*QUOTED PASSAGE:*
◇ ◇ ◇ ◇ ◇ ◇ ◇
ChronoEpilogi
__init__(data: pd.DataFrame, target: str | tuple[str, str], phases: str = 'FB', equivalence_early_stopping: bool = True, forward_test_threshold: float = 0.05, backward_test_threshold: float = 0.05, equivalence_test_threshold: float = 0.05, equivalence_correlation_threshold: float = 0.05, equivalence_heuristic: str = 'parcorr', maximal_selected_size: float = np.inf, model_class: None | LearningModel = None, model_config: None | dict = None, association_class: None | Association = None, association_config: None | dict = None, partial_correlation_class: None | PartialCorrelation = None, partial_correlation_config: None | dict = None, start_with_univariate_autoregressive_model: bool | str = 'infer', model_test_method: None | str = None, target_type: str = 'continuous', default_k: int = 1, default_max_lag: int = 1, variable_types: None | dict = None, backward_removal_strategy: str = 'first', valid_obs_param_ratio: float = 0.0) -> None
Initialize ChronoEpilogi.
◇ ◇ ◇ ◇ ◇ ◇ ◇
[Data entries]

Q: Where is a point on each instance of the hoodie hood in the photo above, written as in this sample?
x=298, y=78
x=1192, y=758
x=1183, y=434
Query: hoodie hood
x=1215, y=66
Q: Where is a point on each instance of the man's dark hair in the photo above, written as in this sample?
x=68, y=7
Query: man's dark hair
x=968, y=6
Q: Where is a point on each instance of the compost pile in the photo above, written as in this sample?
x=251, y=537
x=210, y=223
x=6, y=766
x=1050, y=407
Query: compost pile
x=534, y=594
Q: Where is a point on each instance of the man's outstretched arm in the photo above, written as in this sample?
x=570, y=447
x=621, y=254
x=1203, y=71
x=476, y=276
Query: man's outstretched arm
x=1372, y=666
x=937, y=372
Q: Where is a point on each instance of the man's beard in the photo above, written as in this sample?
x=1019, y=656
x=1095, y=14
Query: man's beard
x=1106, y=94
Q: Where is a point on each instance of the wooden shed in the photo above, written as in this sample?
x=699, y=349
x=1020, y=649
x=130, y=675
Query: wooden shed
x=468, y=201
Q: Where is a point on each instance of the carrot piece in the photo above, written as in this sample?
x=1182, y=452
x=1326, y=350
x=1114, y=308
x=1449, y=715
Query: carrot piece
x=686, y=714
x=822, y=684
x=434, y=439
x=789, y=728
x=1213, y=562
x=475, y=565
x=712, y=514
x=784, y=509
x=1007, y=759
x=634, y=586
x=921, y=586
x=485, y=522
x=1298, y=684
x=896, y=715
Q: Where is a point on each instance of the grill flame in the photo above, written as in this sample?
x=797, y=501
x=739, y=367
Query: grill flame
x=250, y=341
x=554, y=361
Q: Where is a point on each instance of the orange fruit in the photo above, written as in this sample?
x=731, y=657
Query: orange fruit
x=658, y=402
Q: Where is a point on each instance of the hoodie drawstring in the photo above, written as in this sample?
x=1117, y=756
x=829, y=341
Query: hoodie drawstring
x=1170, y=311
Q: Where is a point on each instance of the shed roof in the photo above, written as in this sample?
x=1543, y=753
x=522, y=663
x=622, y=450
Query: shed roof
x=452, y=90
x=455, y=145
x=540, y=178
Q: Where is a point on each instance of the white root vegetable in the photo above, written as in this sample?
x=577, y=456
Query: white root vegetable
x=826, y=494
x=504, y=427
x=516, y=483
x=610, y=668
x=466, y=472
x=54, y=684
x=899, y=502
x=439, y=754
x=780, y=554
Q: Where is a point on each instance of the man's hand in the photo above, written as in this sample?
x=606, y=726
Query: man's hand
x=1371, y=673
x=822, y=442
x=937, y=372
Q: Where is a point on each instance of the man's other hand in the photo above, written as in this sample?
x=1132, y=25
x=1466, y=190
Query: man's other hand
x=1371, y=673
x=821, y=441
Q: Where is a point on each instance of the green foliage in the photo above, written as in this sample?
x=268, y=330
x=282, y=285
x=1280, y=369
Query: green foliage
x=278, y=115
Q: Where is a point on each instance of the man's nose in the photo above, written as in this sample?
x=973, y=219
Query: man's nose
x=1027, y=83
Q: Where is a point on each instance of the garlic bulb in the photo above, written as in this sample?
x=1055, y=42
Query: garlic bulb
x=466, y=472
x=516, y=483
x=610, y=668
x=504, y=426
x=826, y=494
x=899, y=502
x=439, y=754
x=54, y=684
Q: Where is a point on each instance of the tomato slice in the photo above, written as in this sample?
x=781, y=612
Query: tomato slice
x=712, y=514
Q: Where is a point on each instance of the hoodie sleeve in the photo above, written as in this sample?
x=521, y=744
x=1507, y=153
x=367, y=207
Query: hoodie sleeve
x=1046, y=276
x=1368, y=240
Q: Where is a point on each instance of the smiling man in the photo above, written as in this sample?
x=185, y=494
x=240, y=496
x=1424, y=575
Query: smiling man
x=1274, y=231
◇ ◇ ◇ ◇ ◇ ◇ ◇
*WHAT IS ASKED:*
(1) In the ChronoEpilogi signature, what is the default value of the phases parameter?
(2) List every line in the rows that contains the string "shed".

*EXPECTED OUTPUTS:*
(1) 'FB'

(2)
Q: Where is a point on each instance of the wooden shed in the photo above, written as in this sample?
Query: wooden shed
Q: Where is a point on each instance of the shed roof in the photo above, written as in this sample?
Query: shed roof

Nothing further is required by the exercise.